▸ **Your task**
Transcribe the listing in full. Keep every line exactly as it stands.
*** Block opens ***
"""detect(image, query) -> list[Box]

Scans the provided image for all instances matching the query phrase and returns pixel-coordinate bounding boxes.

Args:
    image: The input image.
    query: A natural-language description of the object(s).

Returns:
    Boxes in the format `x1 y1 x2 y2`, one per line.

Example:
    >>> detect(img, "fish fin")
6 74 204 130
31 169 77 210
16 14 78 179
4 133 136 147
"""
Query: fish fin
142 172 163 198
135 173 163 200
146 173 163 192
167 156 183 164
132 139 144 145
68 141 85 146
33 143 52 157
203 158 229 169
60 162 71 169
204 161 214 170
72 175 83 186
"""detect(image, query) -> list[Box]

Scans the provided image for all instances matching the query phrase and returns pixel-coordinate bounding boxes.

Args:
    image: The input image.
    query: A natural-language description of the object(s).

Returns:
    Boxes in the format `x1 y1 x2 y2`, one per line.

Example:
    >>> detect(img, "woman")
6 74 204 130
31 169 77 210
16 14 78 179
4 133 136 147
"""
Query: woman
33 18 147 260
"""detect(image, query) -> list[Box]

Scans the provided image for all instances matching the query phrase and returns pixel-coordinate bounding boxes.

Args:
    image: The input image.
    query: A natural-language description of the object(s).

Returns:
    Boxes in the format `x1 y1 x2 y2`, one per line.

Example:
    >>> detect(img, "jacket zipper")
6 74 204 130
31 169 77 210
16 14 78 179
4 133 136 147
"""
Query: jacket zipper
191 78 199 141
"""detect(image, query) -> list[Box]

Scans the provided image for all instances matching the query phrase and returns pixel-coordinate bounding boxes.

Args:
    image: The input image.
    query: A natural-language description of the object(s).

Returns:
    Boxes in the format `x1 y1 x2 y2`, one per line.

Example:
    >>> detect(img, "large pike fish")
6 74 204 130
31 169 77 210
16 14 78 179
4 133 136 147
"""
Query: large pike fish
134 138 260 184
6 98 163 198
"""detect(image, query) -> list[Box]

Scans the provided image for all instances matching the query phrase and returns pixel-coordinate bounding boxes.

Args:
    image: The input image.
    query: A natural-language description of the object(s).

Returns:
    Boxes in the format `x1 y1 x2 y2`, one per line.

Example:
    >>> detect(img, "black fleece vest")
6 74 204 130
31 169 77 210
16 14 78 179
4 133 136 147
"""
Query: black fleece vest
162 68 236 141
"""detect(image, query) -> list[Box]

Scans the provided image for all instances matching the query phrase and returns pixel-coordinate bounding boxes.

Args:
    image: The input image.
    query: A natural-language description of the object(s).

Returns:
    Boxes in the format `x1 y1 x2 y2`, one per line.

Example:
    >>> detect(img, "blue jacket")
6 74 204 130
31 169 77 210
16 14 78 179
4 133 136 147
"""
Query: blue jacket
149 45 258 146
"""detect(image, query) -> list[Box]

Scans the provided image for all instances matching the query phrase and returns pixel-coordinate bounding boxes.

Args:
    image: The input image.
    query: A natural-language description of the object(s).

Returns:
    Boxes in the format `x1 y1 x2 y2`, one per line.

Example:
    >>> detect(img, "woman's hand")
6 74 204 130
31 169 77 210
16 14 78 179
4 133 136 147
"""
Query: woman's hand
*** Block closes ***
▸ **Output of the exercise**
"""detect(image, query) -> list[Box]

Scans the provided image for all instances matching the query phrase and returns pixel-coordinate bounding boxes.

Args:
    image: The input image.
    query: A natural-language description of the object(s).

Returns:
    Boxes in the format `x1 y1 x2 y2`, one per line.

Example:
    >>> detect(img, "fish fin")
6 74 204 130
31 169 77 210
16 14 78 179
4 133 136 147
"""
Query: fish fin
142 172 163 198
135 173 163 200
146 173 163 192
167 156 183 164
132 139 144 145
68 141 85 146
33 143 52 157
203 158 229 169
60 162 71 169
204 161 214 170
72 175 83 186
"""detect(image, query) -> list[Box]

Scans the provided image for all instances matching the query phrase and returns pixel-coordinate bounding boxes.

Args:
    image: The input image.
    query: A natural-language description of the object(s).

Returns:
    Boxes in the format `x1 y1 x2 y2`, one per line.

Example:
    >>> detect(img, "woman")
6 74 204 130
31 169 77 210
16 14 78 179
4 133 136 147
"""
Query: woman
33 18 147 260
"""detect(image, query) -> list[Box]

Scans the provided image for all instances matching the query phrase and returns pixel-coordinate bounding boxes.

Args:
    image: The input image.
    query: A natural-language description of the object(s).

Returns:
    Boxes in the format `x1 y1 x2 y2`, one per line.

Example:
    >>> detect(img, "jacket zipper")
6 74 204 130
31 169 77 210
16 14 78 179
4 133 136 147
"""
Query: jacket zipper
191 78 199 141
"""detect(image, query) -> list[Box]

Scans the provided image for all instances matching the query phrase and returns pixel-coordinate bounding boxes.

Args:
    image: The input image.
    query: A natural-language description of the object(s).

Returns:
    Boxes in the format `x1 y1 x2 y2`, one per line.

Example:
    >>> detect(img, "large pike fish")
6 74 204 130
31 169 77 210
16 14 78 179
4 133 136 147
"""
Query: large pike fish
134 138 260 184
6 98 163 198
"""detect(image, query) -> list[Box]

Scans the provided image for all instances matching the query phrase and returns pixel-coordinate bounding boxes.

Args:
    image: The input image.
    query: A natural-language description of the object(s).

Returns:
    Boxes in the format `x1 y1 x2 y2`, one per line.

Example:
    >>> detect(img, "black fleece vest")
6 74 204 130
31 169 77 210
16 14 78 179
4 133 136 147
"""
Query: black fleece vest
162 68 236 141
"""detect(image, query) -> list[Box]

Scans the provided image for all instances matching the query phrase and returns pixel-coordinate bounding boxes.

Args:
    image: The input image.
    query: A natural-language description of the object(s).

Returns:
    Boxes in the format `x1 y1 x2 y2`, one per line.

Example:
    >>> detect(img, "blue jacket")
6 74 204 130
31 169 77 210
16 14 78 179
4 133 136 147
"""
Query: blue jacket
149 45 258 146
"""detect(image, query) -> list[Box]

Scans the provided image for all instances matching the query phrase and returns pixel-coordinate bounding boxes.

Args:
    image: The input image.
    query: A natural-language description of the object(s).

Returns:
    Boxes in the format `x1 y1 x2 y2`, one per line.

Example:
    >>> detect(img, "woman's hand")
6 74 204 130
31 169 77 210
16 14 78 179
4 133 136 147
"""
Query: woman's hand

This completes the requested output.